INSTRUCTIONS FOR THE TASK
Copy each line of the listing below exactly.

DATASET ROWS
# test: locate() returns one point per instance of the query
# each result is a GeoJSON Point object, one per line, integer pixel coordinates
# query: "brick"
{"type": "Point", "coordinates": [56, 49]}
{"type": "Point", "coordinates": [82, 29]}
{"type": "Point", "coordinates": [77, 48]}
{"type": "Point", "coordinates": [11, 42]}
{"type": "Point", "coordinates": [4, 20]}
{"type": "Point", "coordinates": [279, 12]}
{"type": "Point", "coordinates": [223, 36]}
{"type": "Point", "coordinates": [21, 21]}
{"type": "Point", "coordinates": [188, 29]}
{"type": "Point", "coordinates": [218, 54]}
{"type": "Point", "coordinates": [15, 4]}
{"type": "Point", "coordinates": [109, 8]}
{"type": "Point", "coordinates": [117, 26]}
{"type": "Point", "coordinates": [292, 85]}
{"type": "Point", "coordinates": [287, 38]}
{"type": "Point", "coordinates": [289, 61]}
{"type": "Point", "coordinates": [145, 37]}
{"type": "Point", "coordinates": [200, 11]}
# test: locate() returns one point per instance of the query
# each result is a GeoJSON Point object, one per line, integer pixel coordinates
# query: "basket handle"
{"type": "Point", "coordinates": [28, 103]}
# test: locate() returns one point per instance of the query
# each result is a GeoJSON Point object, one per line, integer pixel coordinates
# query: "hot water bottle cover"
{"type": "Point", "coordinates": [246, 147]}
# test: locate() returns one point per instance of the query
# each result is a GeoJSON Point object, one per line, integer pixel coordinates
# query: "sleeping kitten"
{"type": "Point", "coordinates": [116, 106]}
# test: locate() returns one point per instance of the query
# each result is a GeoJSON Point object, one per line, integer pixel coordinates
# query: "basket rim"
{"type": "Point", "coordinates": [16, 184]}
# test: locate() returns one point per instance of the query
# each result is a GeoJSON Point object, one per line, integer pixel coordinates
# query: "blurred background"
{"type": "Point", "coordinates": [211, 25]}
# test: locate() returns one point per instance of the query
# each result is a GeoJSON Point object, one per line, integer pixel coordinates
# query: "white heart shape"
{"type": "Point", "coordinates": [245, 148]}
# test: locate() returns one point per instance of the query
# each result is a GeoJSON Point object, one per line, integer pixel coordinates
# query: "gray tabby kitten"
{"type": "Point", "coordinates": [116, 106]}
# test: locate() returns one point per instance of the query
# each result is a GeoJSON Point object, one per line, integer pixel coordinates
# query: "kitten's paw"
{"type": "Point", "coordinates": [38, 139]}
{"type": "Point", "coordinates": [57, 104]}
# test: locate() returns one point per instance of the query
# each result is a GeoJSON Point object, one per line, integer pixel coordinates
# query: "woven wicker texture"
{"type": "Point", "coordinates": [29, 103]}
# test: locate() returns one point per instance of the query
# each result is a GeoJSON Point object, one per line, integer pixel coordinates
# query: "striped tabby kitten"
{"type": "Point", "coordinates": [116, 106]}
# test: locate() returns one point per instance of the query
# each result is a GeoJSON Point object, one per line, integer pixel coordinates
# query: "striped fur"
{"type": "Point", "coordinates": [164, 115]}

SOLUTION TO THE EXERCISE
# test: locate() returns one point per instance of the query
# each result is a GeoJSON Point object, one per line, integer pixel coordinates
# query: "brick"
{"type": "Point", "coordinates": [56, 49]}
{"type": "Point", "coordinates": [82, 29]}
{"type": "Point", "coordinates": [77, 48]}
{"type": "Point", "coordinates": [11, 42]}
{"type": "Point", "coordinates": [4, 20]}
{"type": "Point", "coordinates": [279, 12]}
{"type": "Point", "coordinates": [223, 36]}
{"type": "Point", "coordinates": [21, 21]}
{"type": "Point", "coordinates": [188, 29]}
{"type": "Point", "coordinates": [218, 54]}
{"type": "Point", "coordinates": [15, 4]}
{"type": "Point", "coordinates": [109, 8]}
{"type": "Point", "coordinates": [117, 26]}
{"type": "Point", "coordinates": [292, 85]}
{"type": "Point", "coordinates": [287, 38]}
{"type": "Point", "coordinates": [289, 61]}
{"type": "Point", "coordinates": [145, 37]}
{"type": "Point", "coordinates": [200, 11]}
# test: locate() returns one point per instance of the query
# each result is a GeoJSON Point object, one per line, integer pixel coordinates
# query: "basket handle"
{"type": "Point", "coordinates": [28, 103]}
# test: locate() returns one point per instance of the query
# each result is a GeoJSON Point object, one per line, integer pixel coordinates
# query: "hot water bottle cover"
{"type": "Point", "coordinates": [246, 147]}
# test: locate() returns one point per instance of the query
# each result is a GeoJSON Point object, one per line, integer pixel coordinates
# query: "sleeping kitten"
{"type": "Point", "coordinates": [116, 106]}
# test: locate() returns one point per instance of the query
# each result is a GeoJSON Point object, one per line, integer pixel coordinates
# query: "basket rim"
{"type": "Point", "coordinates": [16, 184]}
# test: locate() returns one point per instance of the query
# each result is a GeoJSON Point object, one per line, integer pixel coordinates
# query: "blurred background"
{"type": "Point", "coordinates": [211, 25]}
# test: locate() returns one point per instance of the query
# each result is a GeoJSON Point object, one per line, integer pixel coordinates
# query: "white heart shape"
{"type": "Point", "coordinates": [245, 148]}
# test: locate() returns one point per instance of the query
# each result is a GeoJSON Point object, one per line, integer pixel coordinates
# query: "gray tabby kitten"
{"type": "Point", "coordinates": [116, 106]}
# test: locate() returns one point per instance of the query
# each result is a GeoJSON Point object, one per line, integer pixel coordinates
# query: "kitten's paw"
{"type": "Point", "coordinates": [38, 139]}
{"type": "Point", "coordinates": [57, 104]}
# test: locate() returns one point per instance of the query
# each result is a GeoJSON Point object, one per line, integer pixel coordinates
# query: "woven wicker texture"
{"type": "Point", "coordinates": [29, 103]}
# test: locate() returns one point per instance of the query
# each result is a GeoJSON Point object, one per line, integer pixel coordinates
# query: "striped tabby kitten"
{"type": "Point", "coordinates": [116, 106]}
# test: locate() returns one point per instance of the query
# each result is a GeoJSON Point object, one per line, integer pixel coordinates
# query: "striped fur"
{"type": "Point", "coordinates": [164, 115]}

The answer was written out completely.